TÂCHES À EFFECTUER =
(A) Quelles villes le texte sur Pierre Cardin donne-t-il comme emplacements de ses galeries ?
(B) Transcrivez le passage du texte sur Pierre Cardin qui commence aux mots « Il est un des » et s'arrête après « monde, une forme. ».

Il est un des ténors de la mode, mais Pierre Cardin fut également un chantre du design. Un projet qui éclaire le parcours de cet esthète qui, en 60 années d’exercice s’est attaché à donner au monde, une forme.

Il fait partie des cinq français les plus connus du monde. On a
récompensé le couturier, loué l’académicien, goûté diversement
le père du prêt-à-porter et le PDG d’une marque diffusée
dans toute la planète, mais Pierre Cardin qui, célébra en 1980
ses 30 ans de carrière au Metropolitan Museum of Art est avant
tout un créateur protéiformes. Alors qu’il comptait déjà parmi
les acteurs majeurs de la mode, il développa une ligne de mobilier
avant-gardiste. Celui qui dessina à 24 ans, les costumes de
« la Belle et la Bête » fut prompt à investir toutes les formes d’art
en tant qu’acteur, entrepreneur, ou mécène. Depuis 1993 les prix
Pierre Cardin, soutiennent la jeune création. Ses galeries (à New
York, Paris, Milan), le Show Off de l’espace Pierre Cardin défendent
encore les avant-gardes comme elles rendent accessible l’art
contemporain. Son Château de Lacoste ou L’espace Cardin sont
devenus des hauts lieux des arts vivants, le carrefour international
des créateurs. A la scène comme à la ville, Pierre Cardin a croisé
toutes les disciplines. Dans son travail, elles se chevauchent, s’inspirent
pour accoucher d’une oeuvre unique.

DONNÉES ENREGISTRÉES =
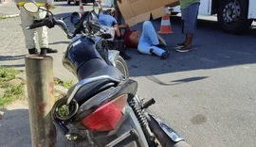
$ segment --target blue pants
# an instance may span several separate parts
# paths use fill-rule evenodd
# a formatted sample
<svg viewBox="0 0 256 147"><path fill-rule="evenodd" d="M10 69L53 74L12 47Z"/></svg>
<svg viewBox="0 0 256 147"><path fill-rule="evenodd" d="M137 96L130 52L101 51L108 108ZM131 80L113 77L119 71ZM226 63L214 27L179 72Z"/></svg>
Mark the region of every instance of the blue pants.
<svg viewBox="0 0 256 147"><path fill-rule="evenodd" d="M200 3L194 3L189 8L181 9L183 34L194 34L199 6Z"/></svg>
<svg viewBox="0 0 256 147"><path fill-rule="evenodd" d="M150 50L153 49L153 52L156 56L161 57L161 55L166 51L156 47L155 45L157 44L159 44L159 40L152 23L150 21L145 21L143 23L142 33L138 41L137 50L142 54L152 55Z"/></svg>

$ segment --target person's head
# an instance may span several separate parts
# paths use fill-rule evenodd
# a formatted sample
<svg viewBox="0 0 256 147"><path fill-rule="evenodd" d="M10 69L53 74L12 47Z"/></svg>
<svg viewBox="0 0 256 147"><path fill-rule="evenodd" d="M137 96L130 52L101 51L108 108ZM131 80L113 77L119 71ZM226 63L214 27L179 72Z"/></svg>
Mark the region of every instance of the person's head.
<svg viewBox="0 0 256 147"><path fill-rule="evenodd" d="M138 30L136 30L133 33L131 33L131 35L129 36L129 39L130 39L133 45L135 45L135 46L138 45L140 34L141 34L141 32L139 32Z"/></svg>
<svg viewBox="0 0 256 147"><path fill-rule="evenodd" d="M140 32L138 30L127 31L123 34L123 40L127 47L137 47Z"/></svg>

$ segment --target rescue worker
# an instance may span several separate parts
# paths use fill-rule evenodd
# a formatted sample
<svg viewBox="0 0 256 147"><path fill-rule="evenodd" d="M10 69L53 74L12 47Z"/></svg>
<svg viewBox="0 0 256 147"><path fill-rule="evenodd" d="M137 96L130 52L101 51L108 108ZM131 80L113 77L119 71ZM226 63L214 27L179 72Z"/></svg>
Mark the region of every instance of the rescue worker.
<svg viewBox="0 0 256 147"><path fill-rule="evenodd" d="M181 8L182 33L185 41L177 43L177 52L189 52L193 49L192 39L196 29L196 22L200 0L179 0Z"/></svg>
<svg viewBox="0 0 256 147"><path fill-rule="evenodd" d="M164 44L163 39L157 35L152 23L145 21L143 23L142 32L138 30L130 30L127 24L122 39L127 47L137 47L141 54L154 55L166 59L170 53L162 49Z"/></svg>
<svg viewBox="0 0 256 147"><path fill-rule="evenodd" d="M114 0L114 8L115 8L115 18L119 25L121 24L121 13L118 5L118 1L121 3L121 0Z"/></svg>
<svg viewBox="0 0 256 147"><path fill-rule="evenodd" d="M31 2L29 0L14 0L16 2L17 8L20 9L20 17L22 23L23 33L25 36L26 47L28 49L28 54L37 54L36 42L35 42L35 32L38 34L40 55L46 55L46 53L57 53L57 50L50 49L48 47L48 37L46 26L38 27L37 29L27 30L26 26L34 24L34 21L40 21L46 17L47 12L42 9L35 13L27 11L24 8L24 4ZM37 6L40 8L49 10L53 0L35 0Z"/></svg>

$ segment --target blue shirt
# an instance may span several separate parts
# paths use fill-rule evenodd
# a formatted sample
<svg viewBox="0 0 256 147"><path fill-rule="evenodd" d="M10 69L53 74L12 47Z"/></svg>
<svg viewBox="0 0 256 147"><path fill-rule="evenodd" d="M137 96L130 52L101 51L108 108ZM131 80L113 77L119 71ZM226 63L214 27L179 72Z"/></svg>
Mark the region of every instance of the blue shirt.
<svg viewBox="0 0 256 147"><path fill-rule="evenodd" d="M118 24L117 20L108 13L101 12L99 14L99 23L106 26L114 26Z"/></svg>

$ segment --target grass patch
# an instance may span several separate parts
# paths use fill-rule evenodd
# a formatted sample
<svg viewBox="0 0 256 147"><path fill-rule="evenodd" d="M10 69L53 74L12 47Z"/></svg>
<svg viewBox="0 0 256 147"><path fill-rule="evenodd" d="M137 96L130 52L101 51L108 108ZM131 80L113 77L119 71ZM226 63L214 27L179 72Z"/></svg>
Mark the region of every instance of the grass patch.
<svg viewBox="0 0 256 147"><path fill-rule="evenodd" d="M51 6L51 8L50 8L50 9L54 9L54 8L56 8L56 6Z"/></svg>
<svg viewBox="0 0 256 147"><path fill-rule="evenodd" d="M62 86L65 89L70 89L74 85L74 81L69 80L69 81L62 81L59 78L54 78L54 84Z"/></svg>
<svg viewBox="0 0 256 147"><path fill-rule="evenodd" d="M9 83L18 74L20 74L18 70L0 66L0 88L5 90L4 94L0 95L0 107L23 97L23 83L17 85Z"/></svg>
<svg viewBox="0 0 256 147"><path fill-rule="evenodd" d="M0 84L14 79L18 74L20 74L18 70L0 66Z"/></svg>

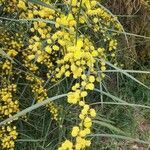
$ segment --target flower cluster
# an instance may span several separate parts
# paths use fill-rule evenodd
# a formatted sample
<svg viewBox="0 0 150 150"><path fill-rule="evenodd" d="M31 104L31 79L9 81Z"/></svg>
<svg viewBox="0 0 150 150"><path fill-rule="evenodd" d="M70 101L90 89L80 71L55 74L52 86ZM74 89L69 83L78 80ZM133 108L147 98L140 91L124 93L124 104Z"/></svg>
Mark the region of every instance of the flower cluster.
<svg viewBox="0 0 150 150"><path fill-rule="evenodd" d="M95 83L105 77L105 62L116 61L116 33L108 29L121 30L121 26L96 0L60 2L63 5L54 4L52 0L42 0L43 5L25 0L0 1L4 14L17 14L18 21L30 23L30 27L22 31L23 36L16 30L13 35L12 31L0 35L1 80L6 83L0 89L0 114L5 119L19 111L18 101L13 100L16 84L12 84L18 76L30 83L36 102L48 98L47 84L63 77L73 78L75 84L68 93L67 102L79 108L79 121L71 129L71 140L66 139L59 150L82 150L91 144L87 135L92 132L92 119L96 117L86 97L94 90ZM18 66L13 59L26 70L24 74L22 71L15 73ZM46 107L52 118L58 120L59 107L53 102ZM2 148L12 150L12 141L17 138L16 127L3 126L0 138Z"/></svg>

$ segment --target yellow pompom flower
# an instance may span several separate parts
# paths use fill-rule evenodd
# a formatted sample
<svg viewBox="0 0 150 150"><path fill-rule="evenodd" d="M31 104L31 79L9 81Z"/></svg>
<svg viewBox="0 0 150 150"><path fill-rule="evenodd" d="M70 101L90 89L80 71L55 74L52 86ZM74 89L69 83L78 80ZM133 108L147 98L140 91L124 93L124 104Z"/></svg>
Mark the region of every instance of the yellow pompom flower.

RÉPONSES PAR TÂCHE =
(A) New York, Paris, Milan

(B)
Il est un des ténors de la mode, mais Pierre Cardin fut également un chantre du design. Un projet qui éclaire le parcours de cet esthète qui, en 60 années d’exercice s’est attaché à donner au monde, une forme.